Directions
Rewrite the rows below from the line with "Can you box every metal railing" up to and including the line with "[195,210,213,219]", keeping every line and scaling each bounding-box coordinate by 0.65, rounded to whole numbers with halves going up. Leave the wording lines unchanged.

Working data

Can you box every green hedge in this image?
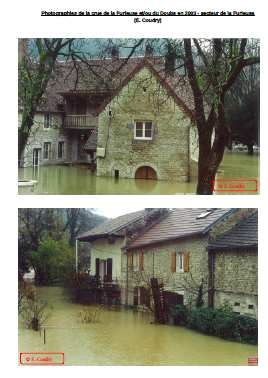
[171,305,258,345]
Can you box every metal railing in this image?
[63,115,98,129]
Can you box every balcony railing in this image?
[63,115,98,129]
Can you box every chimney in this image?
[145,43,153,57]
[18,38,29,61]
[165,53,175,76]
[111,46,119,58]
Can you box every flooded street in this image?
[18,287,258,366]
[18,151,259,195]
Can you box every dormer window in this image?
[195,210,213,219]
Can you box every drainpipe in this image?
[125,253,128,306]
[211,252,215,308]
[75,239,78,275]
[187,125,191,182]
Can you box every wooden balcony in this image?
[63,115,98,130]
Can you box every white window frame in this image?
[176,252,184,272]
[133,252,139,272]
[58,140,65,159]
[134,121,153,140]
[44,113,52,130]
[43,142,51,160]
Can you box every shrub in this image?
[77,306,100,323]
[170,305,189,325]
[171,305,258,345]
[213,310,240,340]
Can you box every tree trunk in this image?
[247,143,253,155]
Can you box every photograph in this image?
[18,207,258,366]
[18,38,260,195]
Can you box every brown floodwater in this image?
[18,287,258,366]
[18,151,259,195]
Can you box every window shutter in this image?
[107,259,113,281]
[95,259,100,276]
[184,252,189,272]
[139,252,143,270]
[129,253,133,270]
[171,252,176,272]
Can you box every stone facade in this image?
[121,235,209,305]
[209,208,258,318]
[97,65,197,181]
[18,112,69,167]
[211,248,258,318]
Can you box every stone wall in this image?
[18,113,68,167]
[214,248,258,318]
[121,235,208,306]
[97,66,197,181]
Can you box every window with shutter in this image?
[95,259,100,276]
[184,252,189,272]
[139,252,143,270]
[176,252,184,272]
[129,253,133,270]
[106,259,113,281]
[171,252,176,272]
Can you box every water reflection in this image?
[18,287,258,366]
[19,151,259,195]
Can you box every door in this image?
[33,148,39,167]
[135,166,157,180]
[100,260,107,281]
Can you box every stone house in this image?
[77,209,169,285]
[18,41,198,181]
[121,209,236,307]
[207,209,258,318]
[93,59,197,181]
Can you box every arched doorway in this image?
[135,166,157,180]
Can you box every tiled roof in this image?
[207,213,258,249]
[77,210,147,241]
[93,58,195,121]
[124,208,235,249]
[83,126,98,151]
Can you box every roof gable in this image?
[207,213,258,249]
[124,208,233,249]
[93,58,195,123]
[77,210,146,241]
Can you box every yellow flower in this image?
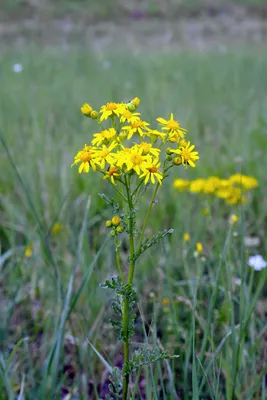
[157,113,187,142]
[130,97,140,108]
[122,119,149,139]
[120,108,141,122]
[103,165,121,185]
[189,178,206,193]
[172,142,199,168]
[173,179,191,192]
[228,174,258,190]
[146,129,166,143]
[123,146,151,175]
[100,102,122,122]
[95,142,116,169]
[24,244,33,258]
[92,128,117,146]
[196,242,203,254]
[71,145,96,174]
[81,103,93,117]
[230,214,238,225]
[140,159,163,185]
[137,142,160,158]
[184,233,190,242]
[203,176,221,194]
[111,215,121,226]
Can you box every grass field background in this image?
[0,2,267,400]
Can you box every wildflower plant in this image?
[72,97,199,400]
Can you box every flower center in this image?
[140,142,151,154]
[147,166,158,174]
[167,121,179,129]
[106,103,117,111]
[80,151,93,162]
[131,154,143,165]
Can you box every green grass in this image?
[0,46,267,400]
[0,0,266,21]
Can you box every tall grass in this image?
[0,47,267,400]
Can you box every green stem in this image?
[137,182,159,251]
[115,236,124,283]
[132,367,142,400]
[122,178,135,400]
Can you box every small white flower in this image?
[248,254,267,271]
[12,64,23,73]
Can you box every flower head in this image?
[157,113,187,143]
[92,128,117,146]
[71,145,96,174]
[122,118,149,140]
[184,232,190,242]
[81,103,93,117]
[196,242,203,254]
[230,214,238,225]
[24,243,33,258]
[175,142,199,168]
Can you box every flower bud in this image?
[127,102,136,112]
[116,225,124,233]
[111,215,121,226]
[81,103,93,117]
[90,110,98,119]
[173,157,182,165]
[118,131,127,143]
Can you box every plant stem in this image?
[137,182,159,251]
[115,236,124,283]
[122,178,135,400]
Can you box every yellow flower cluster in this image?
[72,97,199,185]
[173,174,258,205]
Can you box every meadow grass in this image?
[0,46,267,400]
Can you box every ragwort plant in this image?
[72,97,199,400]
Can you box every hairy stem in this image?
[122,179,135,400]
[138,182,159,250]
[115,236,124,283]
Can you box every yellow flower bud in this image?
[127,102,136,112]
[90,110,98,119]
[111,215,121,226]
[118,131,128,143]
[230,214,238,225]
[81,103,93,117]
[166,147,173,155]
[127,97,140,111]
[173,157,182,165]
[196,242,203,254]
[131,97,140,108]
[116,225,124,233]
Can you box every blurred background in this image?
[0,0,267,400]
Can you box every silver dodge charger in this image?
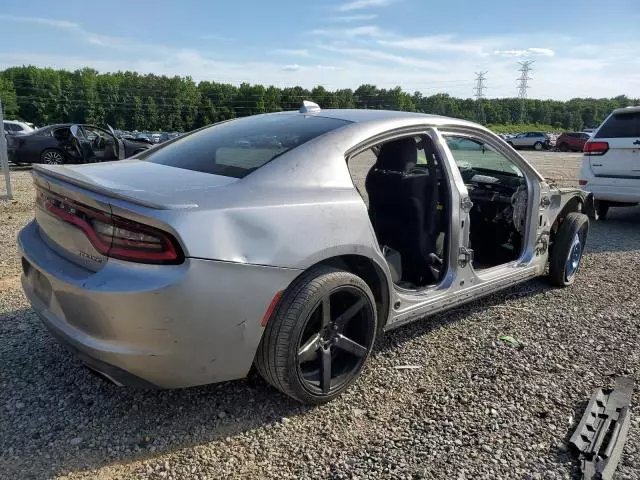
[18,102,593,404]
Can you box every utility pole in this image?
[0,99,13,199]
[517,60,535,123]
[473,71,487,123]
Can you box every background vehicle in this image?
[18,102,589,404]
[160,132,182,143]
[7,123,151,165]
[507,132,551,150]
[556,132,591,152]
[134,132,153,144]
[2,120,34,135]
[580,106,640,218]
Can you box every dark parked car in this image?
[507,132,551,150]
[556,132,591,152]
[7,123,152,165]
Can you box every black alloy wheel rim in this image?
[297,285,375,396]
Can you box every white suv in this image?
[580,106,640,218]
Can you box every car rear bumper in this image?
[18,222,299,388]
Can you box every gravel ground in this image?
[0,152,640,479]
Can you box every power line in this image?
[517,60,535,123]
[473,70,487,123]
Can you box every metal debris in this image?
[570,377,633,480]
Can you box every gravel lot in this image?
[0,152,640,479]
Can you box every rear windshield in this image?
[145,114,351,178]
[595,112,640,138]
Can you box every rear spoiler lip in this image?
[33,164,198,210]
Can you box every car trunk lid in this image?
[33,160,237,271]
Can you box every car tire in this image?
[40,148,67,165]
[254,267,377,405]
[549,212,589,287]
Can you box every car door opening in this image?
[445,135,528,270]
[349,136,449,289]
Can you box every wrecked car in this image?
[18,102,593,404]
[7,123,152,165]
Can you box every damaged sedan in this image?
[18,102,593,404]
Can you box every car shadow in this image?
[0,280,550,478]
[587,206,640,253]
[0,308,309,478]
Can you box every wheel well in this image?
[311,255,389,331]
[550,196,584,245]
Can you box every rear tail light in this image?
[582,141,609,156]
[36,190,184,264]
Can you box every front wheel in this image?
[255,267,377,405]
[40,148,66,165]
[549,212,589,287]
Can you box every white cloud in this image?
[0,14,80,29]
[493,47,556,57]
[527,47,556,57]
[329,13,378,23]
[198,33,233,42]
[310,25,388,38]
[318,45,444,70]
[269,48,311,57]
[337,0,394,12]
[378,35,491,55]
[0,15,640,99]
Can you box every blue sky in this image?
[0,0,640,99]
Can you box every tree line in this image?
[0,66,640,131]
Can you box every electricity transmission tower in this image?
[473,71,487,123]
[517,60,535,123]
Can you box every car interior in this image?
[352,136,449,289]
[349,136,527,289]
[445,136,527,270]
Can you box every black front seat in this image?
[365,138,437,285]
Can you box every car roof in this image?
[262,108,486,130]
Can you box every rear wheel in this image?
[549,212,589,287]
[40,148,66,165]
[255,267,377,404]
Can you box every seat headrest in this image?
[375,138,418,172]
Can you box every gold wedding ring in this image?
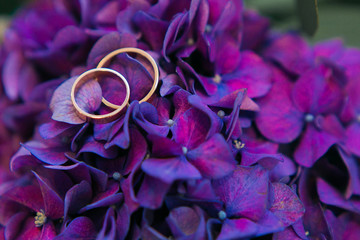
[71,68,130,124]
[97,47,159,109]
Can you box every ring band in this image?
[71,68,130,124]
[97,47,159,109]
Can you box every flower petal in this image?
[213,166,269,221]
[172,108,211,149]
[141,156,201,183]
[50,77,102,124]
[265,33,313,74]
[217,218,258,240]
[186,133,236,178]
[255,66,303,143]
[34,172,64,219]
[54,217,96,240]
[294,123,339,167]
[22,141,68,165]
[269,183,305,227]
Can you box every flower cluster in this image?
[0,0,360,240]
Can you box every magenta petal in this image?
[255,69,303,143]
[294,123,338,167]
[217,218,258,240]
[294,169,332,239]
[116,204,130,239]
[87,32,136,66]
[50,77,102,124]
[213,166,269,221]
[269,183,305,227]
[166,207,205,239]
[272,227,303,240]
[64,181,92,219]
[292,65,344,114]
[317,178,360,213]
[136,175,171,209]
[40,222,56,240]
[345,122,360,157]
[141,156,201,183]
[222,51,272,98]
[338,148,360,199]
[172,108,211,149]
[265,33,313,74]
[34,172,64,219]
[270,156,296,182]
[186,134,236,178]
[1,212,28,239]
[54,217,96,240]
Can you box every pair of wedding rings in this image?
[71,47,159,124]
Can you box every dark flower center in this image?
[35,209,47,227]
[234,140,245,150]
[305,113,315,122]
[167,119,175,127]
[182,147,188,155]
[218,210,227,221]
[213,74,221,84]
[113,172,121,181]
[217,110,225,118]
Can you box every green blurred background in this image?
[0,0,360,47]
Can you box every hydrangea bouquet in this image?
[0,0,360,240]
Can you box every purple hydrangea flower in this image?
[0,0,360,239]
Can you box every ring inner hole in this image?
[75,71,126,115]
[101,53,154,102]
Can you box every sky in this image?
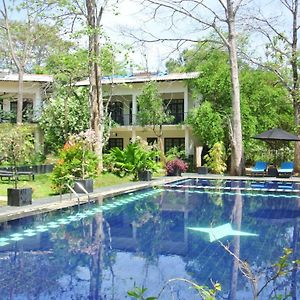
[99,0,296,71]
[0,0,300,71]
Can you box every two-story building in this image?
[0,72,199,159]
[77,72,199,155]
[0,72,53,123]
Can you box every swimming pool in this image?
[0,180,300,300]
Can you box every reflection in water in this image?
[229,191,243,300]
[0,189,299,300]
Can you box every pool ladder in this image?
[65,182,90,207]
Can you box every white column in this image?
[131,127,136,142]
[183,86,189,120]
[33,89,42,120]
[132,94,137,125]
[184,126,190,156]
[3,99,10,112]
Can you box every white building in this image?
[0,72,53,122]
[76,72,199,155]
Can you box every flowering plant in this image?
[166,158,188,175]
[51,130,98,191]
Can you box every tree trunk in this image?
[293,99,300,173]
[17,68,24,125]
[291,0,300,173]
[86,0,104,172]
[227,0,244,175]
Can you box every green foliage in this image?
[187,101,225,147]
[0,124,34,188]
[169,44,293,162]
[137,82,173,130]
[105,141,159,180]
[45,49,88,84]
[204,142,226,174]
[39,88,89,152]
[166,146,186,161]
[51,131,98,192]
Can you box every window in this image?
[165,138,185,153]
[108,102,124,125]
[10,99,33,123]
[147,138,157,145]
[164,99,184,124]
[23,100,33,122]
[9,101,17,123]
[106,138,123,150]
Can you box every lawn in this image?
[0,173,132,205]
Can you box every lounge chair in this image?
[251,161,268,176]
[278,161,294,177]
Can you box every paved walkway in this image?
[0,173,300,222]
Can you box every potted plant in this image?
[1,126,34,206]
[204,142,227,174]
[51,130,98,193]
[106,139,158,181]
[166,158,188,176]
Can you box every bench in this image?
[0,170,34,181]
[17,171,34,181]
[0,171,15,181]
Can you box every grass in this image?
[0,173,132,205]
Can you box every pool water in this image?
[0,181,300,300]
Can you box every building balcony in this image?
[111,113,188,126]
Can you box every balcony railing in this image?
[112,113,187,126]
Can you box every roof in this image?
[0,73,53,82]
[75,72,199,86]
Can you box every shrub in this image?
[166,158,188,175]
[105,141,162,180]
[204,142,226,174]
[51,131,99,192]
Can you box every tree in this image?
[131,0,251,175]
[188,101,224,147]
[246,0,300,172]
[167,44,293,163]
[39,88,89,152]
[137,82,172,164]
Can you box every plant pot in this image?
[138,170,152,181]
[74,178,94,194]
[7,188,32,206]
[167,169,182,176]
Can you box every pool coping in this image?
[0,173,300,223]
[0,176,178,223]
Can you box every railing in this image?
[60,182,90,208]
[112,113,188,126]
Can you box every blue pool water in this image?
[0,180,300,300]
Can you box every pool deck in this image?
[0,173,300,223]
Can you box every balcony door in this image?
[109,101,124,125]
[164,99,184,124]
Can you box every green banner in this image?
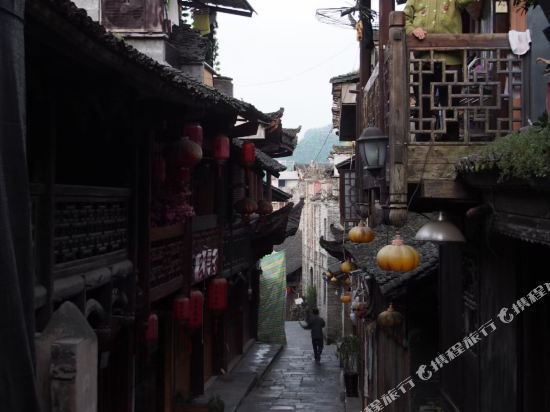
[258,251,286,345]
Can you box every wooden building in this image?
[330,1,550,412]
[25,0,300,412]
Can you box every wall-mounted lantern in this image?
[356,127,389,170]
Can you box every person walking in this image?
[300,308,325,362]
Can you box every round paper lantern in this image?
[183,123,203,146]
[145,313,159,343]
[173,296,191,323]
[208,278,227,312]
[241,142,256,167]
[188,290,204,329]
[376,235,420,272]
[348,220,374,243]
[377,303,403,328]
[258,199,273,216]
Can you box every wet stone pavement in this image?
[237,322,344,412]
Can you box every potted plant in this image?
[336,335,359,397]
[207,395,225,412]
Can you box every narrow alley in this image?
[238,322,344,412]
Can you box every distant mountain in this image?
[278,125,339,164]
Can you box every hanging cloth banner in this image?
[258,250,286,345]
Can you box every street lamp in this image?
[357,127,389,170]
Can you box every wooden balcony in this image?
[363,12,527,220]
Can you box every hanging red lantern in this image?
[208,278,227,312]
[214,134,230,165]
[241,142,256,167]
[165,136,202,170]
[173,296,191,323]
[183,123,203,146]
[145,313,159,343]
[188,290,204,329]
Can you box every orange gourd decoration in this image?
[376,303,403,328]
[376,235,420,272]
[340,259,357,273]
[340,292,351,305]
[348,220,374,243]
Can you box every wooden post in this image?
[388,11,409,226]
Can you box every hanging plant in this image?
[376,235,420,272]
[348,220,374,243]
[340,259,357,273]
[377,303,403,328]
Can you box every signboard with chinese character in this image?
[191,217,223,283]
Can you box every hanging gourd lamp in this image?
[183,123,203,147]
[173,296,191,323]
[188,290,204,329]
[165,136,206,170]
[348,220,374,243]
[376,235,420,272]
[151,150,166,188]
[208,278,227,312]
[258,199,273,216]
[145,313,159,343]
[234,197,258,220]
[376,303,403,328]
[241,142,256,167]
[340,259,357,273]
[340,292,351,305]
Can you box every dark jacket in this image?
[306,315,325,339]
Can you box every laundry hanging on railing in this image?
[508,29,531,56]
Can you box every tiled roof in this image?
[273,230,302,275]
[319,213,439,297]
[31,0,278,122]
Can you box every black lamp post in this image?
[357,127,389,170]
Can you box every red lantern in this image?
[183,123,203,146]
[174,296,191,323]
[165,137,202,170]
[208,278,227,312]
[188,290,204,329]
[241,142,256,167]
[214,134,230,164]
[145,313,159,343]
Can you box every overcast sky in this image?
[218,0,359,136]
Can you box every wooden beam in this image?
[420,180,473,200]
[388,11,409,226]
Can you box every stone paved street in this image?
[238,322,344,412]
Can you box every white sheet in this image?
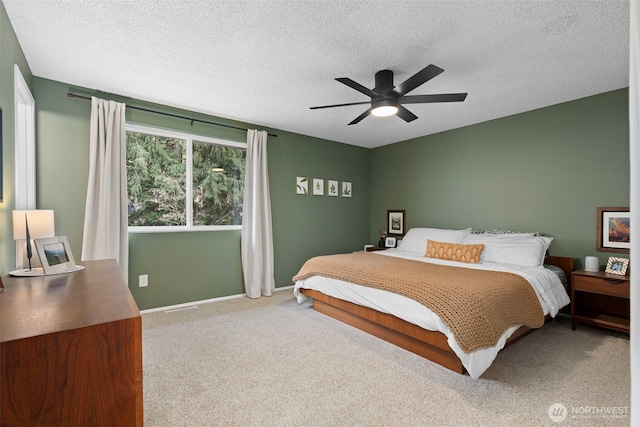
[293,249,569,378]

Result
Can you box every metal railing in this image?
[41,75,64,84]
Can you box every balcony railing in this image?
[41,75,64,84]
Can you box every chimney in this image?
[94,28,99,37]
[12,25,19,40]
[107,34,114,49]
[72,30,77,38]
Can you box every flooded street in this image?
[12,187,168,238]
[12,98,168,127]
Can you box every dormer window in this image?
[127,137,138,142]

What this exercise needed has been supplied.